#### [Excerpt]
________________________________________

From: Guo Ren <guoren@linux.alibaba.com>

The current implementation is the same with 8e86f0b409a4
("arm64: atomics: fix use of acquire + release for full barrier
semantics"). RISC-V could combine acquire and release into the SC
instructions and it could reduce a fence instruction to gain better
performance. Here is related descriptio from RISC-V ISA 10.2
Load-Reserved/Store-Conditional Instructions:

 - .aq:   The LR/SC sequence can be given acquire semantics by
          setting the aq bit on the LR instruction.
 - .rl:   The LR/SC sequence can be given release semantics by
          setting the rl bit on the SC instruction.
 - .aqrl: Setting the aq bit on the LR instruction, and setting
          both the aq and the rl bit on the SC instruction makes
          the LR/SC sequence sequentially consistent, meaning that
          it cannot be reordered with earlier or later memory
          operations from the same hart.

 Software should not set the rl bit on an LR instruction unless
 the aq bit is also set, nor should software set the aq bit on an
 SC instruction unless the rl bit is also set. LR.rl and SC.aq
 instructions are not guaranteed to provide any stronger ordering
 than those with both bits clear, but may result in lower
 performance.

The only difference is when sc.w/d.aqrl failed, it would cause .aq
effect than before. But it's okay for sematic because overlap
address LR couldn't beyond relating SC.

Signed-off-by: Guo Ren <guoren@linux.alibaba.com>
Signed-off-by: Guo Ren <guoren@kernel.org>
Cc: Palmer Dabbelt <palmer@dabbelt.com>
Cc: Mark Rutland <mark.rutland@arm.com>
Cc: Dan Lustig <dlustig@nvidia.com>
Cc: Andrea Parri <parri.andrea@gmail.com>
---
 arch/riscv/include/asm/atomic.h  | 24 ++++++++----------------
 arch/riscv/include/asm/cmpxchg.h |  6 ++----
 2 files changed, 10 insertions(+), 20 deletions(-)

diff --git a/arch/riscv/include/asm/atomic.h b/arch/riscv/include/asm/atomic.h
index 34f757dfc8f2..aef8aa9ac4f4 100644
--- a/arch/riscv/include/asm/atomic.h
+++ b/arch/riscv/include/asm/atomic.h
@@ -269,9 +269,8 @@ static __always_inline int arch_atomic_fetch_add_unless(atomic_t *v, int a, int
 		"0:	lr.w     %[p],  %[c]\n"

________________________________________

#### [Information shown]
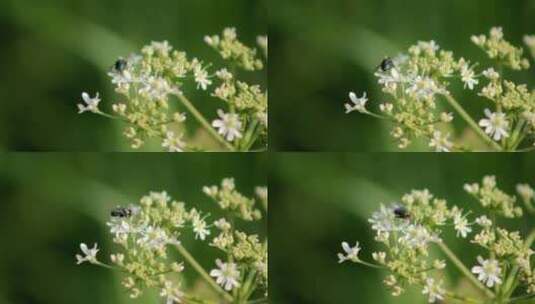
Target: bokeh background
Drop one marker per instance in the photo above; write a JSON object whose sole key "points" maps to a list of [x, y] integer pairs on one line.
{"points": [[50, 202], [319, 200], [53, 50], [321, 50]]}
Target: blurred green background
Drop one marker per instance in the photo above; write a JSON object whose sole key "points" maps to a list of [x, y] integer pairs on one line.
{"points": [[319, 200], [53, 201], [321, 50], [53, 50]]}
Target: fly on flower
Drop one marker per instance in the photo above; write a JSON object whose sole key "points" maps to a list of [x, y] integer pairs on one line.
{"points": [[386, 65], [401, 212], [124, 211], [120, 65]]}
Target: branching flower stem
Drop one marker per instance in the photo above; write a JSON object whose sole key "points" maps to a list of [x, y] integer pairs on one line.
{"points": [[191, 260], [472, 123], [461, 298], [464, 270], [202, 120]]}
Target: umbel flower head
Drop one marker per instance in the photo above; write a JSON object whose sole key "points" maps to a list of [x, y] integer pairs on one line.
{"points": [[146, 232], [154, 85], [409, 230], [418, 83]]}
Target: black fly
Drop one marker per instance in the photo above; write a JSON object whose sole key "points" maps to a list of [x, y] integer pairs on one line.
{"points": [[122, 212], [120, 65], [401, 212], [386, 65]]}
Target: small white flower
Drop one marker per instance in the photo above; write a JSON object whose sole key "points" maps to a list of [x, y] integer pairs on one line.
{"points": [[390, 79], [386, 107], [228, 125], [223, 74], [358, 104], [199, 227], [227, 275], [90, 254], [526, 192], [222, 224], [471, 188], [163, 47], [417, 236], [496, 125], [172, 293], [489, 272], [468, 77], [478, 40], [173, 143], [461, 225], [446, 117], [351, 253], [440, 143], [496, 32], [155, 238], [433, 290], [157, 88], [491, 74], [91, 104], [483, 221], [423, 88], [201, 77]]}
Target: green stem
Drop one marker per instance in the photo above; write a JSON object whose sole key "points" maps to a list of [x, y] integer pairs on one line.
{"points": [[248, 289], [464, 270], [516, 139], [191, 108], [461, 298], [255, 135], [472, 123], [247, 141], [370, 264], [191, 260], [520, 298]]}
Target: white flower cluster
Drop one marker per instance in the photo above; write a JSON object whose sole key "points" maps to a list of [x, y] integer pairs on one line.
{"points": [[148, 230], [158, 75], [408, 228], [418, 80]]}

________________________________________

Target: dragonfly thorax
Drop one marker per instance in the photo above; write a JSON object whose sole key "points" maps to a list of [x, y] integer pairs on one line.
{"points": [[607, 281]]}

________________________________________

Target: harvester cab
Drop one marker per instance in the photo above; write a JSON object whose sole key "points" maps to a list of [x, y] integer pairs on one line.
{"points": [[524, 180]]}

________________________________________

#### [What you will do]
In the patch excerpt above, which bit settings make the LR/SC sequence sequentially consistent?

#### [Response to the exercise]
Setting the aq bit on the LR instruction and setting both the aq and the rl bit on the SC instruction.